- _Task A_
Decide whether each statement below agrees with the Crossrail passage. For each, answer yes or no and quote the exact words from the passage that settle it.
(i) The Bostall Manorway footbridge was fully opened on 4th December.
(ii) The narrow platform is three long strides wide.
(iii) The very first Panel meeting was held in December 2015.
- _Task B_
Reproduce the Crossrail passage word for word, starting at "Crossrail Panel meetings" and ending at "bucket of water?".

As such there was not a lot of new dates to announce, the main job is done and no more Crossrail related rail closures are scheduled.
It was said that the Bostall Manorway footbridge was fully opened on 4th December, ramps and all. A few trees have been planted to screen overlooked gardens.
As usual that did not meet with universal approval. The trees are not big enough, green enough, woody enough or something. There is always something to complain about.
Crossrail Panel meetings have always been contentious affairs and I have frequently felt less than sympathetic towards the critics, some are antagonistic, some are aggressive, some may be both.
I’ve never quite managed to get my head around a fear of being trapped on the platform while the booking hall is on fire. Isn’t it obvious that 200 metres of platform, arguably 400 metres, is a ready made refuge until someone turns up with a bucket of water?
if things became really crowded the track bed is available, one of the few non-technical benefits of overhead power.
A new complaint yesterday was that the hoarding around the mothballed escalator compels wheelchair users to go dangerously over the yellow line. I went to measure the narrow platform this afternoon. It is three long strides wide. It is a bit narrower alongside the stairs but wheel chairs could get by two abreast if necessary.
Then there are those who cannot get their head around the fact that many speakers kept at whisper level are quieter at longer distances than one or two speakers blaring out.
“More speakers are being installed on the Crossrail platform, why was the public not consulted?” Why should they be consulted? Speakers are part of a modern railway station, so is the asphalted platform surface, the tactile paving, the yellow line and the canopy. No consultations on them either.
It’s like the boy who kept crying wolf; when a really serious problem comes along no one takes any notice until it is too late. And now it is too late.
At the very first Panel meeting in December 2014 there was a big turnout of residents and concern was expressed by many of them that piling for the new track would disrupt as many as seven underground rivers that ran down from the hills behind Plumstead and Abbey Wood towards the Thames.
The three year old BiB report makes reference to Thames Water being consulted about the drainage problems and last night Network Rail added Greenwich Council and the Environment Agency to the equation. All of them had said that Crossrail’s plans would not cause any water problems, go ahead.

- _Entries provided_

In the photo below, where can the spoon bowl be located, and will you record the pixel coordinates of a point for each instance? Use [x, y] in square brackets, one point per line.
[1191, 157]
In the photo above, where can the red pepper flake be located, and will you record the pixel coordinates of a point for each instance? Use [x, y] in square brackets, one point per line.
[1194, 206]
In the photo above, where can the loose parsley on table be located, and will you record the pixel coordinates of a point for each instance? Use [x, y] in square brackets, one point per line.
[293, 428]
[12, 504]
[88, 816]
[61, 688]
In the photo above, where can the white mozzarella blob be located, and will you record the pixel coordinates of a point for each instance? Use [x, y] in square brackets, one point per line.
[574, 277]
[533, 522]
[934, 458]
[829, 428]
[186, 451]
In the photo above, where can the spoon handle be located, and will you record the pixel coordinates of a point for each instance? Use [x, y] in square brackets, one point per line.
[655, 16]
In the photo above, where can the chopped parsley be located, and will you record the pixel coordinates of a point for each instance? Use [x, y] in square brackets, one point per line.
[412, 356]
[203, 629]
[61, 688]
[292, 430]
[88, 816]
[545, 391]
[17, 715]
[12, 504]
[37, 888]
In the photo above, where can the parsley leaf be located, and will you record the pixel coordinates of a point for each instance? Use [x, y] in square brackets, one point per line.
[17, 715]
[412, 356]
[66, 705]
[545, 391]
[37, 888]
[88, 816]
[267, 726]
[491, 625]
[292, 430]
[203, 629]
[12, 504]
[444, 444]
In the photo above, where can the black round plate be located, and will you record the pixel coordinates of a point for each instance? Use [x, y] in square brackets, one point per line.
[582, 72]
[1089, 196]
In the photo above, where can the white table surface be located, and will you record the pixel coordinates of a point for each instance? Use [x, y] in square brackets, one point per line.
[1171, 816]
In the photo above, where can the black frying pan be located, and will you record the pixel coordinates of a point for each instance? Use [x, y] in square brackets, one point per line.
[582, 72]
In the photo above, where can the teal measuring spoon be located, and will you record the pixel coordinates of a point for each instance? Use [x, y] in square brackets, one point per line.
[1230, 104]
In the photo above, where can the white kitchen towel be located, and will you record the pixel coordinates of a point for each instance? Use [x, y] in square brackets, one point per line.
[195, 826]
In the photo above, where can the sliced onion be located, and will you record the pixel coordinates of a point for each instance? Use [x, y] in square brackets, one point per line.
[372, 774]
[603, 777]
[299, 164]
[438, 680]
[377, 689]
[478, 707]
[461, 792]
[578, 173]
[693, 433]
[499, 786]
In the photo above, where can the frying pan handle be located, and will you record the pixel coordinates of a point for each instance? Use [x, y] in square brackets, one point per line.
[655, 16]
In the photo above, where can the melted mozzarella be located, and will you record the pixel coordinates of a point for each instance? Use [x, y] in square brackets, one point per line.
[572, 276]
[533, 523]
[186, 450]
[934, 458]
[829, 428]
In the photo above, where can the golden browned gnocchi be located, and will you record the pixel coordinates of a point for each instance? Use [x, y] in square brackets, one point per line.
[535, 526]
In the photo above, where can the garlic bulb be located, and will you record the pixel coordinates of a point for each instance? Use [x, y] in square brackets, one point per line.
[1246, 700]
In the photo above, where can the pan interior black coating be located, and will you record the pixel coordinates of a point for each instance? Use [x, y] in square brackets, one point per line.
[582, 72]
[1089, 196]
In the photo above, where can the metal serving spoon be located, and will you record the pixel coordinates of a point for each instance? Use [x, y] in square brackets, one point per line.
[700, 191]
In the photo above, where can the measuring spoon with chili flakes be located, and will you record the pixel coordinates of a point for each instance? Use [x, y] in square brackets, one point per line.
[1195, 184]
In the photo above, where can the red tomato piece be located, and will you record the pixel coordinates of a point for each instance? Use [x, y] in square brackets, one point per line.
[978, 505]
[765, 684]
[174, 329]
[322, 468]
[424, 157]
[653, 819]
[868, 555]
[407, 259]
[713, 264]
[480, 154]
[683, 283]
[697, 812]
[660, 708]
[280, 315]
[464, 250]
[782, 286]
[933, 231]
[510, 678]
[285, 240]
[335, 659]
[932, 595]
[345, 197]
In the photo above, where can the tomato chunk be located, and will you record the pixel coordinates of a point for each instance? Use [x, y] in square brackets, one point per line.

- _Result A_
(i) Yes: "the Bostall Manorway footbridge was fully opened on 4th December, ramps and all"
(ii) Yes: "It is three long strides wide."
(iii) No: "At the very first Panel meeting in December 2014"

- _Result B_
Crossrail Panel meetings have always been contentious affairs and I have frequently felt less than sympathetic towards the critics, some are antagonistic, some are aggressive, some may be both.
I’ve never quite managed to get my head around a fear of being trapped on the platform while the booking hall is on fire. Isn’t it obvious that 200 metres of platform, arguably 400 metres, is a ready made refuge until someone turns up with a bucket of water?